Page:
--- Begin ---
It's part love story, part self-discovery and has one of the best endings ever, particularly if you need something to pick you up and reaffirm your belief that your heart keeps loving that same someone no matter how much Time (or as in Silverberg's story: someone else abusing time) may try to erase your memory.
I like "Needle In A Haystack" for its time travel aspects:
Only fourteen years back, and yet the world looked prehistoric to him, the clothing and the haircuts and the cars all wrong, the buildings heavy and clumsy, the advertisements floating overhead offering archaic and absurd products in blaring gaudy colors. Odd that the world of 2012 had not looked so crude to him the first time he had lived through it; but then the present never looks crude, he thought, except through the eyes of the future.
but also for the parts that remind me good science fiction is still telling a story about humans and what they believe or think they believe. At this point our main character has forgotten he once had a wife he loved deeply and is living what he thinks is a contented life:
...he was the only singleton left in the whole crowd. That was a little awkward. But he hadn’t ever met anyone he genuinely wanted to spend the rest of his life with, or even as much as a year with.
--- End ---
Bounding-box records
--- Begin ---
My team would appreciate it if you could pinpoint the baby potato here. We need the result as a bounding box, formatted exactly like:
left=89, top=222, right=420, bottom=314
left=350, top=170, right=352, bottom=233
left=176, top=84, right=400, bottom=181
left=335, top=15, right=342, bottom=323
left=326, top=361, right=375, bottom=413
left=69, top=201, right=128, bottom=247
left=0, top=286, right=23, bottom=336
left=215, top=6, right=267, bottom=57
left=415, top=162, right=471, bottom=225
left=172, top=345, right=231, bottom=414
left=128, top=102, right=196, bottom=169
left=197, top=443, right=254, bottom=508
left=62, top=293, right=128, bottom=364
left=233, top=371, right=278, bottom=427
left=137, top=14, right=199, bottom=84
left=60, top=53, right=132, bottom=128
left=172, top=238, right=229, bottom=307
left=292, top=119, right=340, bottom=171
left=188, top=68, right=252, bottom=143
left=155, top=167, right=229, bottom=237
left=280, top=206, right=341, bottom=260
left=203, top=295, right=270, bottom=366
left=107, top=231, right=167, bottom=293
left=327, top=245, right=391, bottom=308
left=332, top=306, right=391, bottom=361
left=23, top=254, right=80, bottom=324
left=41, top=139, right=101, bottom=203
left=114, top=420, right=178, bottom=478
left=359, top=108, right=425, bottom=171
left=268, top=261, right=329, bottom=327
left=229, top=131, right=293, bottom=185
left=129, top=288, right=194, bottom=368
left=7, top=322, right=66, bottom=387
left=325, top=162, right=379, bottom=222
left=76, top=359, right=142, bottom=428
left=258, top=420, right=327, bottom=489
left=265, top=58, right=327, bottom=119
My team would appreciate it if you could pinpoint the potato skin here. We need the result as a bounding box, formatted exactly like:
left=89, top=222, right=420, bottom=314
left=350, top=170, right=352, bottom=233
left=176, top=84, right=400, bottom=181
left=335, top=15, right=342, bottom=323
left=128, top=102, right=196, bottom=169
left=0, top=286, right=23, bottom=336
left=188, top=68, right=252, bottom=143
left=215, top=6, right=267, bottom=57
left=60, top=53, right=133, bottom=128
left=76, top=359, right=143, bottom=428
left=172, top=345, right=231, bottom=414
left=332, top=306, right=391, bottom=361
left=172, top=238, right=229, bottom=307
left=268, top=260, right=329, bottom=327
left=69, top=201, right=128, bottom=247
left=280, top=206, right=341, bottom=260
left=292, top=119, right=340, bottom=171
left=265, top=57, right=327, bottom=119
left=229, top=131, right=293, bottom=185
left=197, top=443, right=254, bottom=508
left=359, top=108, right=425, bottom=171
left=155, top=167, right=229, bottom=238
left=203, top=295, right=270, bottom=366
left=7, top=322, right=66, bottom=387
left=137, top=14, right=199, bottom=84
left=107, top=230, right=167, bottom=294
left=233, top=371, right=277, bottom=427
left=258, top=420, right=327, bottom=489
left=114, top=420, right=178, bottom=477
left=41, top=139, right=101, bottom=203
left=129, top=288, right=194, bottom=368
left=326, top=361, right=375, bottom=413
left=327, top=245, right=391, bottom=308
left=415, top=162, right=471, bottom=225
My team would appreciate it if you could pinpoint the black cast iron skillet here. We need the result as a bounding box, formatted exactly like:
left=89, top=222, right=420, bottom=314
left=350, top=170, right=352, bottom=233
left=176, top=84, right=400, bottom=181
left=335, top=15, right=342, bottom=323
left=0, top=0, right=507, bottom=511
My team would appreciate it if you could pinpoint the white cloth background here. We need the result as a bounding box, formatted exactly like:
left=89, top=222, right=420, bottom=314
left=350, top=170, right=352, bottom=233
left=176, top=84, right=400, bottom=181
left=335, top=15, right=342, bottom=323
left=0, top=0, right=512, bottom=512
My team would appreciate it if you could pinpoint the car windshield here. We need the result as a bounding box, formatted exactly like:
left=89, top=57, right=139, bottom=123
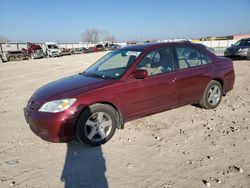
--- End ---
What is asked:
- A) In the text on Silverberg's story, how many years back does the main character travel?
- B) Reproduce the passage from the text on Silverberg's story, starting with "It's part love" and going on through "erase your memory.".

Correct answers:
- A) Fourteen years.

- B)
It's part love story, part self-discovery and has one of the best endings ever, particularly if you need something to pick you up and reaffirm your belief that your heart keeps loving that same someone no matter how much Time (or as in Silverberg's story: someone else abusing time) may try to erase your memory.